_INPUT_:
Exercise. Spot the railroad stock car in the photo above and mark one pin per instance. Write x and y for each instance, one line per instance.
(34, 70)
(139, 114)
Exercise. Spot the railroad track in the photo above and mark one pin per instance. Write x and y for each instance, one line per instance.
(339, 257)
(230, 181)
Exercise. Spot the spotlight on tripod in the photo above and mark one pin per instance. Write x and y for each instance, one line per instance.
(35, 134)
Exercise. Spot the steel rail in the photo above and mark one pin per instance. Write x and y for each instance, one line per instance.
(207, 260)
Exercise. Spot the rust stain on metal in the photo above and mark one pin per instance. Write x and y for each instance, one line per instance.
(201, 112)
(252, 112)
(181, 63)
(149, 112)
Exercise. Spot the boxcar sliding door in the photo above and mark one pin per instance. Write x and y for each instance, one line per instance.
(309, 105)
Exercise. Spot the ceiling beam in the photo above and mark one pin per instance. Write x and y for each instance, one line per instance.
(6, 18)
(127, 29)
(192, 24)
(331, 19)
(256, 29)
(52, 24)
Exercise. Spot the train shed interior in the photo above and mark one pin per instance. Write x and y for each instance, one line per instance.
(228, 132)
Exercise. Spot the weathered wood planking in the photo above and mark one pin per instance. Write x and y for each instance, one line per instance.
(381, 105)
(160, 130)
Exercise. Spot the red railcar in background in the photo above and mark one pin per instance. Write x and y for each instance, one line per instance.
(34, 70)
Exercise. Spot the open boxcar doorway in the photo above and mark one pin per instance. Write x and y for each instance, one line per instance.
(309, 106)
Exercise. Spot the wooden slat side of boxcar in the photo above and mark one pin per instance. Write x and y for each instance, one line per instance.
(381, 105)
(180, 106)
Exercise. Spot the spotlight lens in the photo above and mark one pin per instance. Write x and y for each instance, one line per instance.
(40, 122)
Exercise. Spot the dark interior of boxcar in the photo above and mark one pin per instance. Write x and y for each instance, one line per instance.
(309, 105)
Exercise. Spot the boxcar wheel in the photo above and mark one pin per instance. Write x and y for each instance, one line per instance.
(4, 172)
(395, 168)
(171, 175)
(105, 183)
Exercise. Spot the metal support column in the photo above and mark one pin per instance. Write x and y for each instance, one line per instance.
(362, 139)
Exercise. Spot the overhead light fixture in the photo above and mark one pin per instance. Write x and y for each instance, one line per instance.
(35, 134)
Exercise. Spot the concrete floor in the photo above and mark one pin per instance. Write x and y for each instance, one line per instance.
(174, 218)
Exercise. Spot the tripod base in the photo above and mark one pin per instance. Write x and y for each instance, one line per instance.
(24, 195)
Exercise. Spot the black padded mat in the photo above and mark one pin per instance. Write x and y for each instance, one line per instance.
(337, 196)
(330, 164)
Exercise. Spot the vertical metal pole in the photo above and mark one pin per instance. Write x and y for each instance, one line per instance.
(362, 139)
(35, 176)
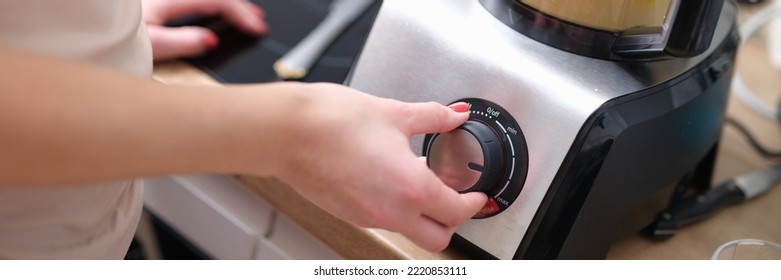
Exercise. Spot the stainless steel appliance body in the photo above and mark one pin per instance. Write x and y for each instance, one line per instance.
(602, 144)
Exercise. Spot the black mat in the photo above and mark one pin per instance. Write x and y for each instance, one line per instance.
(243, 59)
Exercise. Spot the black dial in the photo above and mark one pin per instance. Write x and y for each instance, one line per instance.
(486, 154)
(469, 158)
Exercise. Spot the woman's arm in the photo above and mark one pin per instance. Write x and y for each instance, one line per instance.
(67, 122)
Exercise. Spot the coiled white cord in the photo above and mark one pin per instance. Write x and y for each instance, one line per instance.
(744, 94)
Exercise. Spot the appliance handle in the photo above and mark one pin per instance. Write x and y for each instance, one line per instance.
(693, 27)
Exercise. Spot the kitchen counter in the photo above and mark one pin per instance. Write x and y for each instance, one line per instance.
(752, 219)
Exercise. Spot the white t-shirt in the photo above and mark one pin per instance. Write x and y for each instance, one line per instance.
(75, 222)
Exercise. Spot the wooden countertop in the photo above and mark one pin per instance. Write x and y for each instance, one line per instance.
(753, 219)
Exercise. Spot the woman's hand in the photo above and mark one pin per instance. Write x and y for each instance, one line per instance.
(168, 43)
(349, 153)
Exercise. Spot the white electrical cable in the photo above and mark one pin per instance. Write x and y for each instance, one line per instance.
(747, 29)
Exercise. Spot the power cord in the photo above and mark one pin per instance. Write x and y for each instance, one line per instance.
(765, 152)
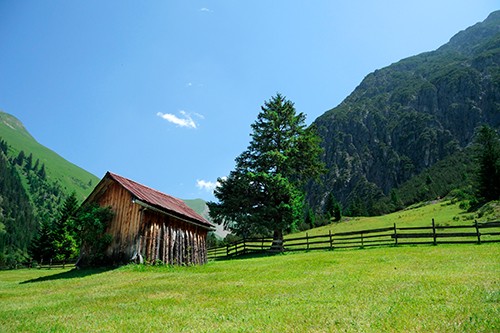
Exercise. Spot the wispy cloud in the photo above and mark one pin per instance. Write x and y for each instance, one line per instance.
(185, 120)
(207, 185)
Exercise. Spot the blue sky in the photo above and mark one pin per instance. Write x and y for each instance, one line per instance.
(164, 92)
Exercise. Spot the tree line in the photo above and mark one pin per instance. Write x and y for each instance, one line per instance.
(40, 223)
(265, 194)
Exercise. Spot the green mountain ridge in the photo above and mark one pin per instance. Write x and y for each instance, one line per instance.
(68, 175)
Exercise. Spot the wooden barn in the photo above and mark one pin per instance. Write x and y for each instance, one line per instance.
(150, 226)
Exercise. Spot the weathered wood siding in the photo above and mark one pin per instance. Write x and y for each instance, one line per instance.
(125, 226)
(172, 241)
(156, 236)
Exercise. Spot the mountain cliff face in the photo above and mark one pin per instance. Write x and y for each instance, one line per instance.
(404, 118)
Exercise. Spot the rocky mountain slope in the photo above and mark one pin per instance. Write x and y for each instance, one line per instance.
(404, 118)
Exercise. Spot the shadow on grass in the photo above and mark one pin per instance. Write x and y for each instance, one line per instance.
(72, 274)
(250, 255)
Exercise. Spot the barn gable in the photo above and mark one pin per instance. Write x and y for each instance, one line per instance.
(150, 225)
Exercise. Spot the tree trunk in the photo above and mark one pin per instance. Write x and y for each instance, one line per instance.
(277, 245)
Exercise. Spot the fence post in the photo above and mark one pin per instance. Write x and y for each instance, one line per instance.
(477, 231)
(434, 232)
(395, 235)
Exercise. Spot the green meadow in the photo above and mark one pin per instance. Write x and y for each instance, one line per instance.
(444, 288)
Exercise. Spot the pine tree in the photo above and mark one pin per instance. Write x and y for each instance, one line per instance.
(487, 147)
(264, 194)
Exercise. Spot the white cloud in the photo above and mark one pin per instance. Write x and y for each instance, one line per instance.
(207, 185)
(184, 121)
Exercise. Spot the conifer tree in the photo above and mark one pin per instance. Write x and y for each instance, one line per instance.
(488, 160)
(264, 194)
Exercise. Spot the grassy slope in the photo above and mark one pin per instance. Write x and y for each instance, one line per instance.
(443, 213)
(70, 176)
(404, 289)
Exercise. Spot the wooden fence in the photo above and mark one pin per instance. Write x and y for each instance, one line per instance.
(486, 232)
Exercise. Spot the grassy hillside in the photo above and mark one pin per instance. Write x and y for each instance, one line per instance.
(404, 289)
(70, 176)
(444, 212)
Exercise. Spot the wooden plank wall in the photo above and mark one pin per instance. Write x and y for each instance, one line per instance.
(157, 237)
(168, 240)
(124, 227)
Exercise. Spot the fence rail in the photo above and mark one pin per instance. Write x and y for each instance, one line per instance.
(434, 234)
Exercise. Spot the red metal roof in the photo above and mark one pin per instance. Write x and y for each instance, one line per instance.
(160, 200)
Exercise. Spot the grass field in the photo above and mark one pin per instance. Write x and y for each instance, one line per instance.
(443, 212)
(445, 288)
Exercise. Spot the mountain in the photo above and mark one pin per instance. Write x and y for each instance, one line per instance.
(404, 118)
(34, 183)
(69, 176)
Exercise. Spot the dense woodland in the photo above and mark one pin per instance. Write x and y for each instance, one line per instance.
(28, 202)
(404, 134)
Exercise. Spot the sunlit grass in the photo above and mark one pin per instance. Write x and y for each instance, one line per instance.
(396, 289)
(443, 213)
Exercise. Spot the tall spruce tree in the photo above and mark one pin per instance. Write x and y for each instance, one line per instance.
(487, 147)
(264, 194)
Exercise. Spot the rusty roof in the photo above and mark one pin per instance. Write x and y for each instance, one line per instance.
(160, 200)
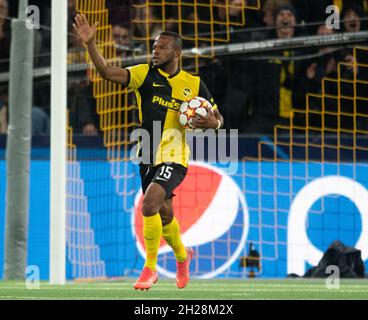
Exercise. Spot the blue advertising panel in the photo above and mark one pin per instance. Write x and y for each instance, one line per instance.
(289, 212)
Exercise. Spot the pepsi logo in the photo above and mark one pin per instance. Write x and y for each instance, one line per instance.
(213, 218)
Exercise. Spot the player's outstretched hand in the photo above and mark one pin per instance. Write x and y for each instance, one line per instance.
(84, 30)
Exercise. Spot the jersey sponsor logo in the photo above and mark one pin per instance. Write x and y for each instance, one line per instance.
(170, 104)
(187, 92)
(210, 208)
(155, 84)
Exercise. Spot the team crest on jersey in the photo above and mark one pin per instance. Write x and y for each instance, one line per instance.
(187, 93)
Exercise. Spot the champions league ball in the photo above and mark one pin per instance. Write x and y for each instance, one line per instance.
(190, 109)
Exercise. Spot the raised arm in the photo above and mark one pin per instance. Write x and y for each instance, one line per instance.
(88, 35)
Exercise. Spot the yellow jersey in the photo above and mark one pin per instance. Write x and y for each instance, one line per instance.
(159, 96)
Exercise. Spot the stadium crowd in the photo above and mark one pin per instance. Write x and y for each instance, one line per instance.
(254, 93)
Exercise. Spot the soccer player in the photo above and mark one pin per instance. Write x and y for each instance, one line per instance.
(160, 88)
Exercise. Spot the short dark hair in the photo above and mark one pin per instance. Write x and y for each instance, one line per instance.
(177, 38)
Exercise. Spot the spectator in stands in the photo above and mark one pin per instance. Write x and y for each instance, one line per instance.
(277, 79)
(268, 10)
(4, 36)
(123, 40)
(144, 30)
(311, 74)
(323, 66)
(351, 17)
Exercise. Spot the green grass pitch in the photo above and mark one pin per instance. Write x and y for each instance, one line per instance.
(196, 290)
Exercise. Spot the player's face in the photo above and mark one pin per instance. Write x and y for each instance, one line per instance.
(163, 51)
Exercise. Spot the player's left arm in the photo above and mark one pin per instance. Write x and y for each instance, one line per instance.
(214, 119)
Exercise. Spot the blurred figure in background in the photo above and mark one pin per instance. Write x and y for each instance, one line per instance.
(277, 79)
(123, 40)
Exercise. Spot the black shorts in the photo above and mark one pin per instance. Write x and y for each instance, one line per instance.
(167, 175)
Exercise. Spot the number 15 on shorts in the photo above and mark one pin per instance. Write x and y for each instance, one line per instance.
(165, 173)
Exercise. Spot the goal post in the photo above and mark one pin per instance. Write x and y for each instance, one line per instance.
(58, 142)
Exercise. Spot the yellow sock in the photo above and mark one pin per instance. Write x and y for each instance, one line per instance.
(171, 234)
(152, 230)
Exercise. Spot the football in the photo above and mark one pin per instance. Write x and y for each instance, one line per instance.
(190, 109)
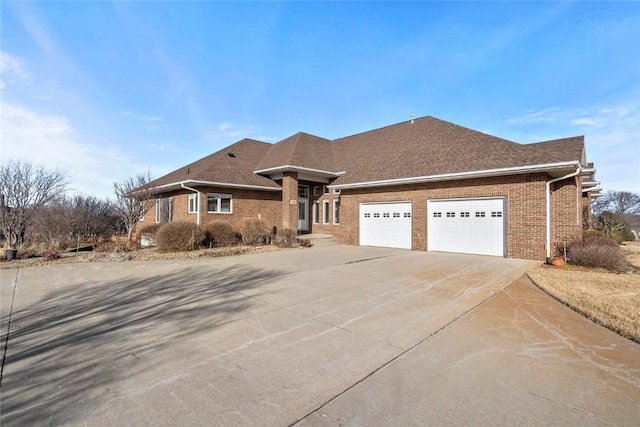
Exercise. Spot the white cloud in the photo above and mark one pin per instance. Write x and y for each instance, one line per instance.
(226, 129)
(49, 140)
(12, 70)
(612, 138)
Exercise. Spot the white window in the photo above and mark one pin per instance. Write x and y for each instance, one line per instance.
(158, 211)
(164, 209)
(325, 212)
(143, 210)
(316, 211)
(219, 203)
(303, 191)
(193, 203)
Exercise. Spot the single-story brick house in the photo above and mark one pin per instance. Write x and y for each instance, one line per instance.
(424, 184)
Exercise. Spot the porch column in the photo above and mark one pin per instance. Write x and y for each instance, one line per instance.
(290, 200)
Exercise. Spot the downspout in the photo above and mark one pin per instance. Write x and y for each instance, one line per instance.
(548, 196)
(198, 193)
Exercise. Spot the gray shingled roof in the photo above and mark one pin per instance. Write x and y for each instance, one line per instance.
(301, 149)
(220, 167)
(425, 147)
(430, 146)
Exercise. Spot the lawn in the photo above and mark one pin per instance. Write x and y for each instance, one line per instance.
(610, 299)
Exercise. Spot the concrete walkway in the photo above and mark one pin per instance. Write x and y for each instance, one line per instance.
(328, 335)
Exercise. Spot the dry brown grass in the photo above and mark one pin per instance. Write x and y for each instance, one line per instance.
(632, 252)
(610, 299)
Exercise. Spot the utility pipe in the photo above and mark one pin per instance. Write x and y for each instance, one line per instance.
(548, 196)
(198, 193)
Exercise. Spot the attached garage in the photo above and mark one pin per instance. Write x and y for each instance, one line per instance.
(473, 226)
(386, 224)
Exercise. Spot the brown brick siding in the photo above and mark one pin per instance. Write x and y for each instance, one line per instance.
(524, 195)
(524, 203)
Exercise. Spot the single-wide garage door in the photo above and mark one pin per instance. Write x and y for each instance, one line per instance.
(473, 226)
(386, 224)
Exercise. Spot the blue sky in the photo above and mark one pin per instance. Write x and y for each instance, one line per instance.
(106, 90)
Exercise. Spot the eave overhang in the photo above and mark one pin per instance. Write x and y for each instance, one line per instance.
(553, 169)
(191, 183)
(299, 169)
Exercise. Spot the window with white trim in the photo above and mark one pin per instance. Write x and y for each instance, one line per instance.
(143, 210)
(316, 211)
(325, 212)
(164, 209)
(193, 203)
(219, 203)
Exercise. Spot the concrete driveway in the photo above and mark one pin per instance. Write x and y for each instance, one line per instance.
(329, 335)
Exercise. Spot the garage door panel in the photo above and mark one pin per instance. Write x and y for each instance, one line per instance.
(468, 226)
(386, 224)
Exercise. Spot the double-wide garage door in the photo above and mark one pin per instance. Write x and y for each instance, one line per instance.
(386, 224)
(469, 226)
(474, 226)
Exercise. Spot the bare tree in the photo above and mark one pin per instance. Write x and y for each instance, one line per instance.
(25, 188)
(616, 212)
(618, 203)
(130, 197)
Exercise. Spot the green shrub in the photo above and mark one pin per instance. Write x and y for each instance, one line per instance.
(597, 251)
(180, 236)
(287, 238)
(252, 231)
(220, 234)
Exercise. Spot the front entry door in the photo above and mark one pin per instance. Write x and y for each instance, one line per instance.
(303, 208)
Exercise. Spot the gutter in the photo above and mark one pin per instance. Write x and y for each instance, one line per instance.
(460, 175)
(198, 193)
(548, 197)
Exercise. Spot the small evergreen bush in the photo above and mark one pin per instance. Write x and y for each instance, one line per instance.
(180, 236)
(220, 234)
(252, 231)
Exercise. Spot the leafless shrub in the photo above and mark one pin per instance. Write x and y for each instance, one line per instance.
(305, 243)
(149, 234)
(180, 236)
(253, 231)
(597, 252)
(220, 234)
(287, 238)
(131, 200)
(24, 189)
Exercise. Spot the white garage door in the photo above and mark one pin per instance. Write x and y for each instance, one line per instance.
(474, 226)
(386, 224)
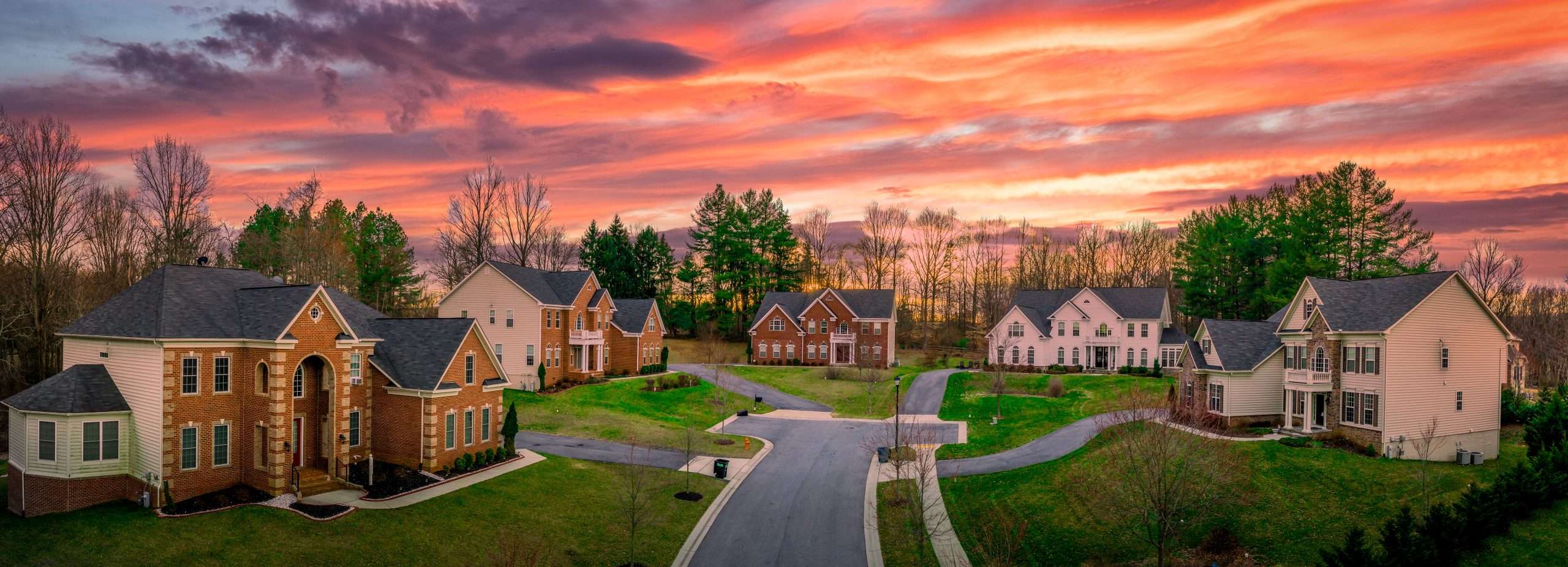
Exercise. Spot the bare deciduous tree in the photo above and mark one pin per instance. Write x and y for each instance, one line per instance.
(175, 186)
(469, 236)
(637, 498)
(524, 221)
(882, 244)
(46, 188)
(1156, 479)
(1498, 278)
(932, 261)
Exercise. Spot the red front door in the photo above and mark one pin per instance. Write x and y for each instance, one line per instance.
(298, 440)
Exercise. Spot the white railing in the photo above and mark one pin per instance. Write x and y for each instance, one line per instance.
(1308, 378)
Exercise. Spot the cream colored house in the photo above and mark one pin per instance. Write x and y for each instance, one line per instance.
(1093, 327)
(1387, 362)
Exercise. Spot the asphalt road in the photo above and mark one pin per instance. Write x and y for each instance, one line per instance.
(600, 450)
(771, 396)
(925, 395)
(805, 503)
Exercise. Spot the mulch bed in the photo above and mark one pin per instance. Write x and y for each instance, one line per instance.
(320, 511)
(217, 500)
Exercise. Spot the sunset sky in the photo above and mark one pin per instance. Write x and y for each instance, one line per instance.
(1057, 112)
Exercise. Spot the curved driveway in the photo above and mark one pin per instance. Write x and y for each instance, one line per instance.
(748, 389)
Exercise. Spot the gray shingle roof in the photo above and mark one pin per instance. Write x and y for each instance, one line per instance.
(1128, 302)
(1172, 335)
(871, 303)
(631, 316)
(1374, 305)
(197, 302)
(552, 288)
(416, 352)
(1242, 344)
(80, 389)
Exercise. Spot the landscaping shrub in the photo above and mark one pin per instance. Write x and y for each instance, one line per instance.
(1054, 389)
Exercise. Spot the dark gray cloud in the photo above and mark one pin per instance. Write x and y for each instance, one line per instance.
(178, 68)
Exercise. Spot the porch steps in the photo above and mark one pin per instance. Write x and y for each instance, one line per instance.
(314, 481)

_EXERCISE GOAL_: Copy out word for word every line of the listing above, from the line with "Exercise. Spot the dark gray" up to and including the final line of the listing.

_REPLY TO THE EXERCISE_:
Exercise. Spot the dark gray cloud in the photo above and mark one pin per instance. Write x and y for each instance, one line per instance.
(178, 68)
Exercise. Spot the porch steps in the photo above and mark one pin per instance. Write x and y for each instance, one line per instance.
(314, 481)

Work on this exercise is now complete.